- [STATED GOAL 1]
Answer these questions about the Carol M. opinion, each on its own line:
(a) For what date was the permanency hearing scheduled?
(b) In 1992, who physically abused Justin?
(c) In March 2000, what did the court order for Justin and Jazmin?
- [STATED GOAL 2]
Repeat the Carol M. opinion word for word, from "In 1992, Ashley, now" up to and including "dependency was terminated.".
- [STATED GOAL 3]
What comes next in the Carol M. opinion? Write the text that follows its last sentence.

- [SOURCE EXTRACT]
California Court of Appeals, Fourth District, Third Division
Dec 3, 2007
No. G039107 (Cal. Ct. App. Dec. 3, 2007)

Opinion


CAROL M., Petitioner, v. THE SUPERIOR COURT OF ORANGE COUNTY, Respondent ORANGE COUNTY SOCIAL SERVICES AGENCY et al., Real Parties in Interest. G039107 California Court of Appeal, Fourth District, Third Division December 3, 2007

NOT TO BE PUBLISHED

Original proceeding; petition for a writ of mandate/prohibition to challenge an order of the Superior Court of Orange County Super. Ct. Nos. J426904, J438287, DP013740, John C. Gastelum, Judge.

Juvenile Defenders and Donna P. Chirco for Petitioner.

No appearance for Respondent.

Benjamin P. de Mayo, County Counsel and Karen L. Christensen, Deputy County Counsel, for Real Party in Interest Orange County Social Services Agency.

Law Office of Harold LaFlamme and Mari Duque for Real Parties in Interest Justin M., Jazmin M., and Katey H.

OPINION

RYLAARSDAM, ACTING P. J.

Petitioner Carol M., mother of 17 year-old Justin M., 14 year-old Jazmin M., and 4 year-old Katey H., seeks extraordinary relief from an order denying her reunification services with her children and setting a permanency hearing under Welfare and Institutions Code section 366.26 (all further statutory references are to this code). She also requests us to stay the permanency hearing, scheduled for December 4, 2007. Mother contends the trial court erred in denying her services because she had successfully reunited with the minors and dependency was terminated in a prior dependency proceeding. Finding no error, we deny the petition and request to stay the permanency hearing.

FACTUAL AND PROCEDURAL BACKGROUND

Social services has contacted mother 10 times since 1992. This is the 11th child abuse report regarding mother and the third time the juvenile court has removed her children from her care.

In 1992, Ashley, now an adult half-sibling, and Justin were taken into protective custody after Justin was physically abused by mother’s then-boyfriend. Mother complied with her service plan, regained custody of the children, and the dependency was terminated.

In 1998, social services filed another dependency petition, this time on behalf of Justin and Jazmin. The petition alleged mother had struck Jazmin with a belt causing bruising, and that mother had drug abuse and mental health issues. The petition was sustained and mother received almost a year and a half of reunification services. In March 2000, the court terminated reunification services and set the case for a permanency hearing. It ordered Justin and Jazmin into long-term foster care.

- [LISTING]
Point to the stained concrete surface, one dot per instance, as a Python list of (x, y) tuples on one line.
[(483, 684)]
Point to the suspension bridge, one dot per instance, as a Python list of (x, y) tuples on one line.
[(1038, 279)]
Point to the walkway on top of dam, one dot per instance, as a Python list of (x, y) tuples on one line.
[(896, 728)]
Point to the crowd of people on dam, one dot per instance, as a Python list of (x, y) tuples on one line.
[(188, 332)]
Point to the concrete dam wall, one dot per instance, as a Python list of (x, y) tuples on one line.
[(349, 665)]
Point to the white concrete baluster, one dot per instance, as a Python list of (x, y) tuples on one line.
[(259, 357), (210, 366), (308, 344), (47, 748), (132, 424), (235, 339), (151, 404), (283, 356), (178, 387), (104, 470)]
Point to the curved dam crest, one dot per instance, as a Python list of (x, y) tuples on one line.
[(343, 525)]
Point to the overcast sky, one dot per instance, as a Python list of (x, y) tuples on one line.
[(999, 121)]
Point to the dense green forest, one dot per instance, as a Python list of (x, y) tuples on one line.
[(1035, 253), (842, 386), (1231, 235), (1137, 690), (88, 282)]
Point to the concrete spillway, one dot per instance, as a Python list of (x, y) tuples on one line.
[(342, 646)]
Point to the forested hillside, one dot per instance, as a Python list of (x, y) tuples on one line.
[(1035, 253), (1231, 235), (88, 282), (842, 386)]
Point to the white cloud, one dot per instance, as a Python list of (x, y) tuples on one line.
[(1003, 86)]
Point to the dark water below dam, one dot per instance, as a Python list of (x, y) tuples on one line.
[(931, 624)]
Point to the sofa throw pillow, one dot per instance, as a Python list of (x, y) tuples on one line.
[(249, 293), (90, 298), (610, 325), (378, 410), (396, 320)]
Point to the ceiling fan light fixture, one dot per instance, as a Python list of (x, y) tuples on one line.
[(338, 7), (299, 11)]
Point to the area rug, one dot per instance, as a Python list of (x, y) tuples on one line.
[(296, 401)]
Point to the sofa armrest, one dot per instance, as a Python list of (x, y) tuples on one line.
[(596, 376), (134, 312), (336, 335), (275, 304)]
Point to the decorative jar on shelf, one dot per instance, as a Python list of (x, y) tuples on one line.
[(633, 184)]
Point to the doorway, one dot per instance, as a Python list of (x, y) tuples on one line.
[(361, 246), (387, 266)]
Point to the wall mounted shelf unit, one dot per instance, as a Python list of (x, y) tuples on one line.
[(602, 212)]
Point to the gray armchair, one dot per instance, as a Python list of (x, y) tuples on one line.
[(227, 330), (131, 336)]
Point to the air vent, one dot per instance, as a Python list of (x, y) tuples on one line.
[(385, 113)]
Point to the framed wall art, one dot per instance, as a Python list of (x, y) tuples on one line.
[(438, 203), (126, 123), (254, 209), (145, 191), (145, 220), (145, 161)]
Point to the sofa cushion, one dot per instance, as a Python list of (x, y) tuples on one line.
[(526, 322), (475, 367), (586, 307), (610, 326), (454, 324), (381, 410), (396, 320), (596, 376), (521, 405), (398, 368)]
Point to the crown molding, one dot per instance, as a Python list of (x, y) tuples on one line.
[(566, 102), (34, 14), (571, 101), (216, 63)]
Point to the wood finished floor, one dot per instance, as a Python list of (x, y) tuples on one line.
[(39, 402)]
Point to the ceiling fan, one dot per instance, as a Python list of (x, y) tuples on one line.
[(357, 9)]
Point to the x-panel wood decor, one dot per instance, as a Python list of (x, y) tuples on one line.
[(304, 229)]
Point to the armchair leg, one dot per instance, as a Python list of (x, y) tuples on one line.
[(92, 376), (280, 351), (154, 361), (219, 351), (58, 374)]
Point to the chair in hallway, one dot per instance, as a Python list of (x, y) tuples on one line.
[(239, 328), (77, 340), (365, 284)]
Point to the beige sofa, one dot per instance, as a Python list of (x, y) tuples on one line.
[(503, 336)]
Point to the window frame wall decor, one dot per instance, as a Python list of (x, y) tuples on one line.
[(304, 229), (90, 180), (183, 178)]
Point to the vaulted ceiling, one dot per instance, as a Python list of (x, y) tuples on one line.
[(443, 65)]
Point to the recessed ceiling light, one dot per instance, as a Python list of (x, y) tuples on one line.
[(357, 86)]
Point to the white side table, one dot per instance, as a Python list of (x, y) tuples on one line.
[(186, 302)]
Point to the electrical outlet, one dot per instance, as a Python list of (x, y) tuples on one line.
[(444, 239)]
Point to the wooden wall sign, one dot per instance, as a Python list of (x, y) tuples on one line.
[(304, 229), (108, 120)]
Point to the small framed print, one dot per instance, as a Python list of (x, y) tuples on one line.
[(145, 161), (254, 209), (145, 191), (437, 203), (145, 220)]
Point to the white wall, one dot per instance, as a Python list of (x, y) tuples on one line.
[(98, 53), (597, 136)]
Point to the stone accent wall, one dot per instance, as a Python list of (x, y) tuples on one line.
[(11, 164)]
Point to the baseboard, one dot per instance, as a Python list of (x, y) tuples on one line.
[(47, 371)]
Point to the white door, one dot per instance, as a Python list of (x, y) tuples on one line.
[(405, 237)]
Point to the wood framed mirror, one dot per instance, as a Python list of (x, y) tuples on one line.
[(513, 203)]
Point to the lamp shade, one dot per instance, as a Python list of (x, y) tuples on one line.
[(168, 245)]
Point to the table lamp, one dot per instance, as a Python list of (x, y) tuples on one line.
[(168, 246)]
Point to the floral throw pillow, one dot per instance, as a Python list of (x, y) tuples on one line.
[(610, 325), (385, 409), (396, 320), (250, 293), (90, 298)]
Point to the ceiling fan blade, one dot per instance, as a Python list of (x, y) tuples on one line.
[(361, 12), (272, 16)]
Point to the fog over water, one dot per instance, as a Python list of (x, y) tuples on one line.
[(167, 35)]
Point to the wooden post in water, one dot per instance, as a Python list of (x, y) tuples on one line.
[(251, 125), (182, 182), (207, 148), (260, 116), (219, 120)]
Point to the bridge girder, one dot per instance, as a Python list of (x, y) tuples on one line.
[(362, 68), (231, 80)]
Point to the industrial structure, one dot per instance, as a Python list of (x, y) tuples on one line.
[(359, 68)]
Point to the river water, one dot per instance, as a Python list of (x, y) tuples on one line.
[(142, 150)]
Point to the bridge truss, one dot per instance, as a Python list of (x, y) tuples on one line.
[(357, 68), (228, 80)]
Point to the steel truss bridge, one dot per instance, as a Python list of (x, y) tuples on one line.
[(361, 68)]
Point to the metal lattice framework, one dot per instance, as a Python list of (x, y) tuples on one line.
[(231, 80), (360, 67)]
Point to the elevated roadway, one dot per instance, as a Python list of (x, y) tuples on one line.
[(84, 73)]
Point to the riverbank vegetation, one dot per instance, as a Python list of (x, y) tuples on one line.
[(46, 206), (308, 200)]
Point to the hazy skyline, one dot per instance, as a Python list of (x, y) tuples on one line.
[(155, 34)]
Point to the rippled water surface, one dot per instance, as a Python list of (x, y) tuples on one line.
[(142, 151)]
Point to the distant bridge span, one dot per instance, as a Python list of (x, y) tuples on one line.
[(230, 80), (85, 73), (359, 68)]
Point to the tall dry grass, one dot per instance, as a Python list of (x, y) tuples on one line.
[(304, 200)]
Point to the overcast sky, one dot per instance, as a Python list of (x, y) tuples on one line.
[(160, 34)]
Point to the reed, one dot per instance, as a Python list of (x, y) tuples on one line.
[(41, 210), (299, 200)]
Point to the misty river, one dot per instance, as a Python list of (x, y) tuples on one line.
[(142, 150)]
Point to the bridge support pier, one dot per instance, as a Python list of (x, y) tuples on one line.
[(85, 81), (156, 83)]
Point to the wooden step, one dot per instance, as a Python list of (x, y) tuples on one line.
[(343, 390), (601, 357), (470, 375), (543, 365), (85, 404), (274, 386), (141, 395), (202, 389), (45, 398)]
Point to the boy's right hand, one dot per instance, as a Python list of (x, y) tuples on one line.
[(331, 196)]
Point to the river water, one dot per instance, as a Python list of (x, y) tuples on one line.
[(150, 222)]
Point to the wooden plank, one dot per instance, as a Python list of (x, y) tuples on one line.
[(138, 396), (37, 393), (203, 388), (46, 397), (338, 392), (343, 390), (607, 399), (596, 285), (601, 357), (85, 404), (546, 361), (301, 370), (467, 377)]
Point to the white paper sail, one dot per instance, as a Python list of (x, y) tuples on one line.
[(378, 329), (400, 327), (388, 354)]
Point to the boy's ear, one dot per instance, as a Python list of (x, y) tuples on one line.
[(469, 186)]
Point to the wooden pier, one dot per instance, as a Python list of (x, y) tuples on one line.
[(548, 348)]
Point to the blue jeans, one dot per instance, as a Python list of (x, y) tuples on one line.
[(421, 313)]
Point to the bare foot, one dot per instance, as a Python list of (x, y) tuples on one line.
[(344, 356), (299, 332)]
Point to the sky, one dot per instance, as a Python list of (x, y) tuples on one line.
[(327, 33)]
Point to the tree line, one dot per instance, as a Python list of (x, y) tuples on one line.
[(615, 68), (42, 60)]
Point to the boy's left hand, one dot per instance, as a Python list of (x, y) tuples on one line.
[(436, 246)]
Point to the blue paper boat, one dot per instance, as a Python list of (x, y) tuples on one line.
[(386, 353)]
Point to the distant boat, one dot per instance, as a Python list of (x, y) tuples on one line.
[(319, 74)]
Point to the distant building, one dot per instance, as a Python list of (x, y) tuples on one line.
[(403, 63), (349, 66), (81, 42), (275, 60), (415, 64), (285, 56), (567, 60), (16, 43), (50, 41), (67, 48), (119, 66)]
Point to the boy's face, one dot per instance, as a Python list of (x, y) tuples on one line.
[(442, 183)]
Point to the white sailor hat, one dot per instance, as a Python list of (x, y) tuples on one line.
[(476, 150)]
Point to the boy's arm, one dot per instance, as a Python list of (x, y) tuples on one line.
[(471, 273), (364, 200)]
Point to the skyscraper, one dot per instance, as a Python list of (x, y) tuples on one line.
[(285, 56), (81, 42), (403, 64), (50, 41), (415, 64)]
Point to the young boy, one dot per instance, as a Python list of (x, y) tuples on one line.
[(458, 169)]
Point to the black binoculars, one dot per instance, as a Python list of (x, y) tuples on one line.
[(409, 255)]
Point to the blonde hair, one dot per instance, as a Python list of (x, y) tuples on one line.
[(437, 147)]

- [TASK OUTPUT 1]
(a) December 4, 2007
(b) Mother's then-boyfriend
(c) Long-term foster care

- [TASK OUTPUT 2]
In 1992, Ashley, now an adult half-sibling, and Justin were taken into protective custody after Justin was physically abused by mother’s then-boyfriend. Mother complied with her service plan, regained custody of the children, and the dependency was terminated.

- [TASK OUTPUT 3]
Mother began attending a substance abuse program and was granted additional reunification services at the social worker’s recommendation. She regained custody of both Jazmin and Justin and their cases were terminated in 2005.

Nine months later, social services filed the current petition involving Justin, age 16, Jazmin, age 13, and Katey, age 3. The first amended petition alleged the minors’ residence was unsanitary and unhealthy, with a water pipe on the kitchen table within their reach, a dead reptile in the living room, a ripped and dirty tile floor, and piles of dirty clothing in a bedroom. Additionally, the minors were made to find cans and bottles from morning till evening without lunch. Further, Katey’s father, Chris, sexually abused Jazmin by penetrating her both vaginally and anally, struck her with a belt, causing bruising, tied her up and shocked her, forced her to eat jalepenos, and pointed a sword at her and threatened to kill her. He also threatened Justin’s life with a sword, choked and sat on him, and threw him against a wall. The petition alleged mother knew of the abuse yet failed to make efforts to protect the minors. The minors confirmed the allegations in the petition and were detained.

At the contested jurisdictional and dispositional hearing, the social worker recommended that no family reunification services be offered. Although mother was compliant with her case plan, the social worker was unsure mother had resolved the issues that led to the current dependency proceeding because mother had been given similar services twice before, yet ended up back in court with many of the same issues. Less than a year had elapsed after the last dependency terminated before the minors were again removed from mother’s custody. The social worker was concerned mother would repeat her “[p]attern of finding an abusive boyfriend or mate and not protect the children . . . .” This was based on the fact that in 1992 mother had failed to protect Justin from an abusive boyfriend resulting in the original dependency case. Then 15 years later, she again failed to protect her children from “horrific abuse” at the hands of another boyfriend.

After all witnesses had testified, the court found the allegations of the petition, as amended, to be true. It declared the children dependents of the court, ordered they be suitably placed, denied reunification services under section 361.5, subdivisions (b)(3) and (10), and set a section 366.26 permanency hearing.

DISCUSSION

Mother contends the court erred in denying reunification services under section 361.5, subdivisions (b)(3) and (10). We disagree.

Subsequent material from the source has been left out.